**Work task**
Continue the article about how alcohol affects the skin, picking up right after its last sentence.

**Text segment**

15 Mar The Harmful Effects of Alcohol on your Skin
Have you ever noticed that if you apply an alcohol rich toner to your skin it can irritate and sting enough to make your eyes water? Well drinking alcohol can also have a negative impact on your complexion. There’s an expression that ‘you are what you eat’ however, when when it comes to achieving healthy skin, you are also what you drink.
Drink and Dehydration
Alcohol is a diuretic; it promotes the increased production of urine, so, although you may be drinking plenty of fluid in your wine or beer, the alcohol is causing more fluid to leave your body. That’s because alcohol reduces the secretion of anti-diuretic hormone (ADH) by the pituitary gland in the brain. ADH signals your kidneys to reabsorb water into the body, so when levels of ADH are lower, you will pass more urine. This basically means that alcohol has the effect of dehydrating your body and also your skin.
When skin is lacking in moisture, it appears less fresh, plump and pliable. Dry skin may also be at increased risk of xerosis and eczema flare-ups. It is best to avoid dehydration caused by drinking alcohol, particularly if you’re prone to dry skin conditions.
Alcohol and Rosacea
Alcohol causes the blood vessels on the surface of the skin to dilate, which can cause skin redness and thread veins. Alcohol is a common trigger for rosacea, a skin condition that frequently starts with blushing and flushing and can eventually manifest into persistent redness, pimples, pustules and even facial disfigurement.
Research suggests that women who drink alcohol are at higher risk of developing rosacea. The risk rises with the amount of alcohol drunk, with white wine or spirits being more likely to trigger the disorder. In the past, people have joked about ‘drinkers’ noses’ and the red, bumpy, bulbous nose of advanced rosacea may be worsened by the vasodilation effect of alcohol, although no direct causal link has yet been established.
Alcohol and Psoriasis
The rash of psoriasis can fade and flare-up in response to triggers inside the person, such as hormone imbalances, or in the environment. Experts believe that excessive alcohol consumption can trigger a flare-up of the psoriatic plaques, especially in men.
Dermatologists have observed that in heavy drinkers, the rash appears to affect the fingers and the backs of the hands, a symptom that is also present in HIV infected patients. As a result of this it has been hypothesised that alcohol may alter immune function in people with psoriasis.

(Stored items)
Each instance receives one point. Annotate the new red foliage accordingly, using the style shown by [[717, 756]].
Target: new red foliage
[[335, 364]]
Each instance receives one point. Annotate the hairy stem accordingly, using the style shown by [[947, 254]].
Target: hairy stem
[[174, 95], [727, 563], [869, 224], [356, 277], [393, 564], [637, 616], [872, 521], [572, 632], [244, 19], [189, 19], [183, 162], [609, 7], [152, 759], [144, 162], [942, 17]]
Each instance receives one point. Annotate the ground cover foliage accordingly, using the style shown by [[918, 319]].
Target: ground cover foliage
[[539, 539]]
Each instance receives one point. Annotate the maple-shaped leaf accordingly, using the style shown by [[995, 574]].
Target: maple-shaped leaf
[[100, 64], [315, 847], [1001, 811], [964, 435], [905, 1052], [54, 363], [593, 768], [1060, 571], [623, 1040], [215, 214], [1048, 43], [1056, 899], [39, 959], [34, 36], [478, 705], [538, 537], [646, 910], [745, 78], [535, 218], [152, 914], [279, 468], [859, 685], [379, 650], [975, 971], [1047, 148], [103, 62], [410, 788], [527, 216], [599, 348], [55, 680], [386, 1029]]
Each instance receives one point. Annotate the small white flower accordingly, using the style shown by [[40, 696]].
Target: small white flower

---

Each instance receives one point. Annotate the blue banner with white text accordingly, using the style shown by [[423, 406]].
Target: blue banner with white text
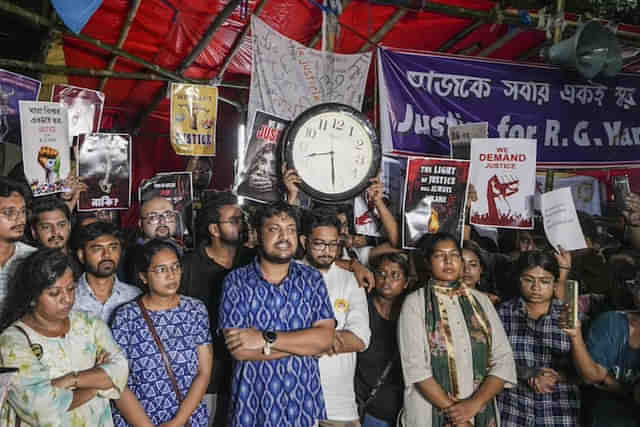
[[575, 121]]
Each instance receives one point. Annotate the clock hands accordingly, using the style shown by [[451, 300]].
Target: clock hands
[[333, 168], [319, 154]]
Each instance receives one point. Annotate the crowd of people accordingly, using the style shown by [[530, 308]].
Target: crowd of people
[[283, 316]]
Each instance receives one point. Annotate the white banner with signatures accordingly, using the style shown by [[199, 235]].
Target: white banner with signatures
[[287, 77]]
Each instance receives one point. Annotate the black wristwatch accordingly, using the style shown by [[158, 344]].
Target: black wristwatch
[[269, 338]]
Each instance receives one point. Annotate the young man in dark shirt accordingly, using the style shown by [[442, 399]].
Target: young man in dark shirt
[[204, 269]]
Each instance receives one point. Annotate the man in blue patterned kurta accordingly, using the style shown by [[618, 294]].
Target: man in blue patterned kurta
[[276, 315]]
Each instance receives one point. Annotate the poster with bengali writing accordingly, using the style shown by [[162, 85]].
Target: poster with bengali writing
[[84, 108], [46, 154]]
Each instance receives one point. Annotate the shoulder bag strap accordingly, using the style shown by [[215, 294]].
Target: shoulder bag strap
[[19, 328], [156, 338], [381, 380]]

**Result of this task**
Alcohol and Acne
It can be tricky to follow a careful skin routine when you’ve had a few drinks, but it’s not just forgetting to take your make-up off that will make you prone to spots. Alcohol may alter your hormone levels, increasing the likelihood of break-outs. It has also been postulated that alcohol coming out in your sweat could feed the acne bacteria. That, combined with the fact that cocktails and mixers are often full of sugar, which can trigger acne attacks, it’s easy to see how lots of nights out could leave your complexion looking less than perfect.
Research suggesting a link between alcohol and acne is varied, however, there are some studies which have shown that there is a higher incidence of acne in people who drink alcohol.
With all the potential pitfalls, does that mean that you should step straight onto the wagon? No, alcohol may not be the safest option for your skin and your body, however there are ways of enjoying the odd tipple and minimising the risk:
- Be Drink Aware, keep your alcohol levels to less than 14 units a week.
- Don’t drink alcohol on an empty stomach.
- Stay well-hydrated by diluting your drinks and drinking plenty of water.
- Avoid sweet mixers, cocktails and liqueurs, choose soda or water to dilute your drink.
- If you’ve had a few drinks, or you’re planning a party, be kind to your skin. Apply an emollient like AproDerm® to soothe, protect and moisturise your skin. Apply it liberally and frequently to reduce dryness, soften your skin and prevent dry skin conditions like eczema and xerosis flaring up.